◆ Exercise requirements
Starting at the top of the entries, restate word for word each line up to and including the one with "[(160, 142), (103, 96)]".

◆ Source data
-- Opening Marker --
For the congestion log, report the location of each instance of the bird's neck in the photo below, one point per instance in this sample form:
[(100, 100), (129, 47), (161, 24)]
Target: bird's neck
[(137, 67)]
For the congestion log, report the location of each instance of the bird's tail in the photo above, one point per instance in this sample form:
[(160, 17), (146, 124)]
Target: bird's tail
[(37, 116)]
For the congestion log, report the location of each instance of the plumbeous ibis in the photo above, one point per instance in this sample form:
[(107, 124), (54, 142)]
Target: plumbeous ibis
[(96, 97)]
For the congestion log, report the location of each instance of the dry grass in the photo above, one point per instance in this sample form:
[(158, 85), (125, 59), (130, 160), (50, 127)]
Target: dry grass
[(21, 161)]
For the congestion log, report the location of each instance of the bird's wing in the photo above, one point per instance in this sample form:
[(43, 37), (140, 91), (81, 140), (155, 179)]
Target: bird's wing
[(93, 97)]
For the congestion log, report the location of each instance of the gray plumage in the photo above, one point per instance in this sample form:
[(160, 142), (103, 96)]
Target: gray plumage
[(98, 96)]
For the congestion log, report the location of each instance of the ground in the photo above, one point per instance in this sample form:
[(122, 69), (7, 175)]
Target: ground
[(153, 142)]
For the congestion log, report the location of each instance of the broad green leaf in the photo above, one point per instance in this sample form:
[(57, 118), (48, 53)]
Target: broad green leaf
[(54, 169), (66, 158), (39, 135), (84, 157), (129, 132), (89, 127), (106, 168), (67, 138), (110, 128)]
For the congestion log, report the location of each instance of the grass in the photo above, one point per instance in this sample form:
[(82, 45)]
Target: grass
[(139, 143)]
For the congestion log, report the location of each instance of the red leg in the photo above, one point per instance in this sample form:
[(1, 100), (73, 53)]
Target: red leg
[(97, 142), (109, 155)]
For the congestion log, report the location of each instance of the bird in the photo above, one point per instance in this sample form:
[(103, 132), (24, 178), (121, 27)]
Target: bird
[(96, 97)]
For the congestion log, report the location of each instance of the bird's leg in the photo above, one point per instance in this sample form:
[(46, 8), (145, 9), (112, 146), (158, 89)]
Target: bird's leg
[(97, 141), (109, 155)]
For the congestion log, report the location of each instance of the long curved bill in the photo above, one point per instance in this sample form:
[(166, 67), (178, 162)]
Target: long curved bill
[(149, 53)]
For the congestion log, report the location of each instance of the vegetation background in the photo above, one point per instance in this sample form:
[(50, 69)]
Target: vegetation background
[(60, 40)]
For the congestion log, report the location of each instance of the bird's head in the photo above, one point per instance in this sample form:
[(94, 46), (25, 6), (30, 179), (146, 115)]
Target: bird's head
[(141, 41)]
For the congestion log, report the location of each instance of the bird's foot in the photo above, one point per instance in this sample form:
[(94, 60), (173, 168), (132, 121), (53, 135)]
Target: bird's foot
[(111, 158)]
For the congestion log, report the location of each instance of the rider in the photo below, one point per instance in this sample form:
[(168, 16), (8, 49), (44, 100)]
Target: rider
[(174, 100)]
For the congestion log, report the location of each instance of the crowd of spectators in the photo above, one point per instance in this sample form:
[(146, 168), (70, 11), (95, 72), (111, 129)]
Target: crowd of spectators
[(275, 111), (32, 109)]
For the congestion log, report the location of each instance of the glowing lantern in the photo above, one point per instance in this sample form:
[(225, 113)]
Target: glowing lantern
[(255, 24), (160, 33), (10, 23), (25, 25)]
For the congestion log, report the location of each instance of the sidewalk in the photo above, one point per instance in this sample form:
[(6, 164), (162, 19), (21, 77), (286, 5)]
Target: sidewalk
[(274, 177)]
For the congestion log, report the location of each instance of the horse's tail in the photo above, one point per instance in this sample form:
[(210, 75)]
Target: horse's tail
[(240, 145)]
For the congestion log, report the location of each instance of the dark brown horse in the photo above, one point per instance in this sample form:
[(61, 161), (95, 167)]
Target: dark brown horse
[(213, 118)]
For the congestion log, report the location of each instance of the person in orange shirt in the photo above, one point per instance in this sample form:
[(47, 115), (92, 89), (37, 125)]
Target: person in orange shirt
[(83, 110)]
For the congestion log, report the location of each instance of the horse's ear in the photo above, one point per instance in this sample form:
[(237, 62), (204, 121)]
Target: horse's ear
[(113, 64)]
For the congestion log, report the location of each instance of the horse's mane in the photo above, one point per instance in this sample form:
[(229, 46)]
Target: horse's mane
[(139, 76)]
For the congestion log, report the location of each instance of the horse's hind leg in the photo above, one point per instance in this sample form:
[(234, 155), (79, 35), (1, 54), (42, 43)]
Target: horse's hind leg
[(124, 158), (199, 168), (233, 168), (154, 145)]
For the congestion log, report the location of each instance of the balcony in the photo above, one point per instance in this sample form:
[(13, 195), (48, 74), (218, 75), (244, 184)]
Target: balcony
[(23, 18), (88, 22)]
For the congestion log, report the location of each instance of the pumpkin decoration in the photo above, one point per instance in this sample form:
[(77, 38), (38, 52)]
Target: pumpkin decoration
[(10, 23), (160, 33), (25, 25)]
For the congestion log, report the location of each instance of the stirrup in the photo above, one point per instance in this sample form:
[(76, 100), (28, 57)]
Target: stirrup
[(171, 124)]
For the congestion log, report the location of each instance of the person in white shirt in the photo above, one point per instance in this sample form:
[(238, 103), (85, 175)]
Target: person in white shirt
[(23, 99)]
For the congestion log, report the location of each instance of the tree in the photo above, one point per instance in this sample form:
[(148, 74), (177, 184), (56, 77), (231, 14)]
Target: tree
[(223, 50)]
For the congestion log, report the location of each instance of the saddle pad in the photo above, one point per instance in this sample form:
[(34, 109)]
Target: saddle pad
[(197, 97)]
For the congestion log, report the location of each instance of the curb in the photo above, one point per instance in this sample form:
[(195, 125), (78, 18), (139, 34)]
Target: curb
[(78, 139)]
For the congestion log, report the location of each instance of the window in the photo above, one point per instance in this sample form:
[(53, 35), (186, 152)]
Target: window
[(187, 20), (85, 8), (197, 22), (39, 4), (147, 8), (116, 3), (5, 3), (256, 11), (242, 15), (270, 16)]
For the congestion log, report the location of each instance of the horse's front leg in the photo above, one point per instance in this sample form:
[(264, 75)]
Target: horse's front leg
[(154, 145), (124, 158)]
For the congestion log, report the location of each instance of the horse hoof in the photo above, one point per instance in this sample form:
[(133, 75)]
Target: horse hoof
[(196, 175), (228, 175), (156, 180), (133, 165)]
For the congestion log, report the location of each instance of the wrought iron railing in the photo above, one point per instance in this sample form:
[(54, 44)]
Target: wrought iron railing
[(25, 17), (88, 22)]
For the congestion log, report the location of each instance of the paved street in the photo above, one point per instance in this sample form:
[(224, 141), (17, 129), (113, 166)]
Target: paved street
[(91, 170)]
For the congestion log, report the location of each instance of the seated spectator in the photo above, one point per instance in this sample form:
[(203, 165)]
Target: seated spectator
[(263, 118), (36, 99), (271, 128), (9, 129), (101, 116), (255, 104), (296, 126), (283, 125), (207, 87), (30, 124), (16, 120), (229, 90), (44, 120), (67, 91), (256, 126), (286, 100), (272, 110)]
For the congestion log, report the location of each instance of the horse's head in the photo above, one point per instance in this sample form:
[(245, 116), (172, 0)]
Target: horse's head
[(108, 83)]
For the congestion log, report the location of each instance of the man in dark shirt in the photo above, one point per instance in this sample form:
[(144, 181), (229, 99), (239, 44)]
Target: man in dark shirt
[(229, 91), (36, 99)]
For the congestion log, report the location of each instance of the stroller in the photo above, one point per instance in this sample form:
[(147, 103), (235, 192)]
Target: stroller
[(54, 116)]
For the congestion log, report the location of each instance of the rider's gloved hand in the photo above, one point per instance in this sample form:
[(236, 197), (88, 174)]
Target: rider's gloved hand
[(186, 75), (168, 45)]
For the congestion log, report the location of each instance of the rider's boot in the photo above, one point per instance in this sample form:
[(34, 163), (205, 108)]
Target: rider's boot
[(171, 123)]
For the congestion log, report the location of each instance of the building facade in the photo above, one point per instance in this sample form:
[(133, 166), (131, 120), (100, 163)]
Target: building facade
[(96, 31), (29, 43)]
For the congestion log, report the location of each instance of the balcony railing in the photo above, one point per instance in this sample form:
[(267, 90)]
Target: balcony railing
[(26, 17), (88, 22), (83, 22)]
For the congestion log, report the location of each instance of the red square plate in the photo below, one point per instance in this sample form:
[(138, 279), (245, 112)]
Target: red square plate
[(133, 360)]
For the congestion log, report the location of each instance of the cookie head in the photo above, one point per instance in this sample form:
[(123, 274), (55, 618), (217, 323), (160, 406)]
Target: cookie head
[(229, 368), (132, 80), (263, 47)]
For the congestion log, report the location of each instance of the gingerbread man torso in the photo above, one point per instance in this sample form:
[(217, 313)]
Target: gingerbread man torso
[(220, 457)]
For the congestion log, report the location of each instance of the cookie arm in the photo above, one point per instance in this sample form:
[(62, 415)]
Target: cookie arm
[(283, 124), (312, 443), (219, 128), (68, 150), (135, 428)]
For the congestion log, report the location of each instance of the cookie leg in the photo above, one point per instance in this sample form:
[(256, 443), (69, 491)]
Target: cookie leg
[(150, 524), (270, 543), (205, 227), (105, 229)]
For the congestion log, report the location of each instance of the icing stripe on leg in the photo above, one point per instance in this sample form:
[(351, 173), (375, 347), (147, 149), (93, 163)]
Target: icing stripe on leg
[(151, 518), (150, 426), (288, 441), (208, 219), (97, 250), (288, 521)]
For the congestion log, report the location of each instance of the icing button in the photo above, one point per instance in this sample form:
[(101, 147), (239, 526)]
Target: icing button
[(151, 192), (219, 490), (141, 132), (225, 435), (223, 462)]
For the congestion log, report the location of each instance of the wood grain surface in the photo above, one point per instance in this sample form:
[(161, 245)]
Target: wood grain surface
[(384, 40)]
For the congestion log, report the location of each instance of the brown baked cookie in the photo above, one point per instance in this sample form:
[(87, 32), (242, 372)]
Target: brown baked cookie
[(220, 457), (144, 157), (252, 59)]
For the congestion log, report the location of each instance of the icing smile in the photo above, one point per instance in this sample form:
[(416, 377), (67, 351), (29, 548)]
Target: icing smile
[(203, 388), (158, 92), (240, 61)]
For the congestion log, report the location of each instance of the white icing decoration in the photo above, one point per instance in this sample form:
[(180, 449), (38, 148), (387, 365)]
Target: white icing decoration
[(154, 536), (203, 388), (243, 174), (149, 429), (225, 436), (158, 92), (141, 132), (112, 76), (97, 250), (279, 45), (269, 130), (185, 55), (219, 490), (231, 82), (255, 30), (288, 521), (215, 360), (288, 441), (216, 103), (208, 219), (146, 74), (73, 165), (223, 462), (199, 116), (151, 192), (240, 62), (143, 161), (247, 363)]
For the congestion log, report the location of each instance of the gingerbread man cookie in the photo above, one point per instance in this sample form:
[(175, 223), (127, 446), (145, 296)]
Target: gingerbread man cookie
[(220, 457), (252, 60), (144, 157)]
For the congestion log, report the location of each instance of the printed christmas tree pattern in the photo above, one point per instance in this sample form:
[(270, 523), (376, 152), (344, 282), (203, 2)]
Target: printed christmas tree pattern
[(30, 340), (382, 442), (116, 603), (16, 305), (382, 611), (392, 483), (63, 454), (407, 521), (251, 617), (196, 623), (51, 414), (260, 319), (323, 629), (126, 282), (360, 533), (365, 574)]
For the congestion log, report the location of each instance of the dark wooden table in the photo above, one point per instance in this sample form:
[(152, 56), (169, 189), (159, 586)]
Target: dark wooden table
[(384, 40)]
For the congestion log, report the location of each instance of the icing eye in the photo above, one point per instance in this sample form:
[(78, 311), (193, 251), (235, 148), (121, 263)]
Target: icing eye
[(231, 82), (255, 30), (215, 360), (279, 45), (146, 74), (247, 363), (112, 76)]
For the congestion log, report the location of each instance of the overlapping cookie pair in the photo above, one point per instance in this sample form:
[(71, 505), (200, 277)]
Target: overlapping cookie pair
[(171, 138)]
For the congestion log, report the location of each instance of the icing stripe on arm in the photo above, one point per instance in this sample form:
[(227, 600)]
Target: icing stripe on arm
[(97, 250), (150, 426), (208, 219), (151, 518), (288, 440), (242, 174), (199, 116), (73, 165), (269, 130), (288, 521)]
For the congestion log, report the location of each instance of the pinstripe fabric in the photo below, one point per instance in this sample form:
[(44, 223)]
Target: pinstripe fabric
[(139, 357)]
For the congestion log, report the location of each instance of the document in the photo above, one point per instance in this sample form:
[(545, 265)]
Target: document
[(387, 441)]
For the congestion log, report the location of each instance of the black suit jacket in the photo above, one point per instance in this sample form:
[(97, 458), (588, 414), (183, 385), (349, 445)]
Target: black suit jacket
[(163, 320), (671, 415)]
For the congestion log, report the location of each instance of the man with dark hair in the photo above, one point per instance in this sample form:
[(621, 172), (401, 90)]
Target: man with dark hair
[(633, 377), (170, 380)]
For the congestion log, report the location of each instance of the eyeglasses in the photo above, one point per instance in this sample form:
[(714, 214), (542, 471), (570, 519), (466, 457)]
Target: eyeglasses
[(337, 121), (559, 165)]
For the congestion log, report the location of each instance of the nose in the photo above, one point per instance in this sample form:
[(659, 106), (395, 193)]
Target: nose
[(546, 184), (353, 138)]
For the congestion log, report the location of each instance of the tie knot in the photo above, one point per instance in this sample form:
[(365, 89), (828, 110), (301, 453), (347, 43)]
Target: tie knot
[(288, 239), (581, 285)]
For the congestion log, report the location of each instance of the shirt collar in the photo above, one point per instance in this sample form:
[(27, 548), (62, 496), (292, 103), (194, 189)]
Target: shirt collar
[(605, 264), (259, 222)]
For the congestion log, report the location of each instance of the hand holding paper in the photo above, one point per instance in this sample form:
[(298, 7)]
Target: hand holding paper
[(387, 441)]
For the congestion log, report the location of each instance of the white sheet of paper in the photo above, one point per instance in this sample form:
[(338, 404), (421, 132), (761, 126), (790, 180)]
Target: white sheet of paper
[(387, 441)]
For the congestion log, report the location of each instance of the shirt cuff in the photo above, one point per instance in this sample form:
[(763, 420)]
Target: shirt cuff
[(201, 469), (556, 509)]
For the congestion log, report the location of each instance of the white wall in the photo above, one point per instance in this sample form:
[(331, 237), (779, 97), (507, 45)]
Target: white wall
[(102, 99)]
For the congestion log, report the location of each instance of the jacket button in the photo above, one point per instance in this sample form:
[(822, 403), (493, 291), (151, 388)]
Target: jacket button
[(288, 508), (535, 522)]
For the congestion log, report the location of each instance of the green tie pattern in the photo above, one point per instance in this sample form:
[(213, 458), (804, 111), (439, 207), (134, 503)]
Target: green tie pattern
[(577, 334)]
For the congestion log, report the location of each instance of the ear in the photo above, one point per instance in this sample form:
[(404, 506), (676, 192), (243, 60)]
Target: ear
-- Closing Marker --
◆ Response box
For the congestion log, report the location of each instance of the bird's neck in the photo below, one point per instance in this sample form:
[(100, 100), (129, 47), (161, 24)]
Target: bird's neck
[(137, 67)]
For the congestion log, report the location of each instance of the bird's tail in the photo above, one point per instance in this sample form:
[(160, 17), (146, 124)]
Target: bird's tail
[(37, 116)]
For the congestion log, report the location of each instance of the plumbeous ibis in the photo above, one point per instance in this sample form:
[(107, 124), (54, 142)]
Target: plumbeous ibis
[(96, 97)]
For the congestion log, report the location of each instance of the dry grass in the photo above, one point per instance in this sample form:
[(158, 85), (125, 59), (130, 160), (50, 127)]
Target: dry grass
[(21, 161)]
For the congestion log, report the location of each instance of the bird's wing in the photo above, one point per instance in this sample form:
[(43, 37), (140, 91), (81, 140), (155, 179)]
Target: bird's wing
[(93, 97)]
For the congestion log, report the location of each instance of the gray plumage in the photo above, one point per instance in this sample form:
[(160, 142), (103, 96)]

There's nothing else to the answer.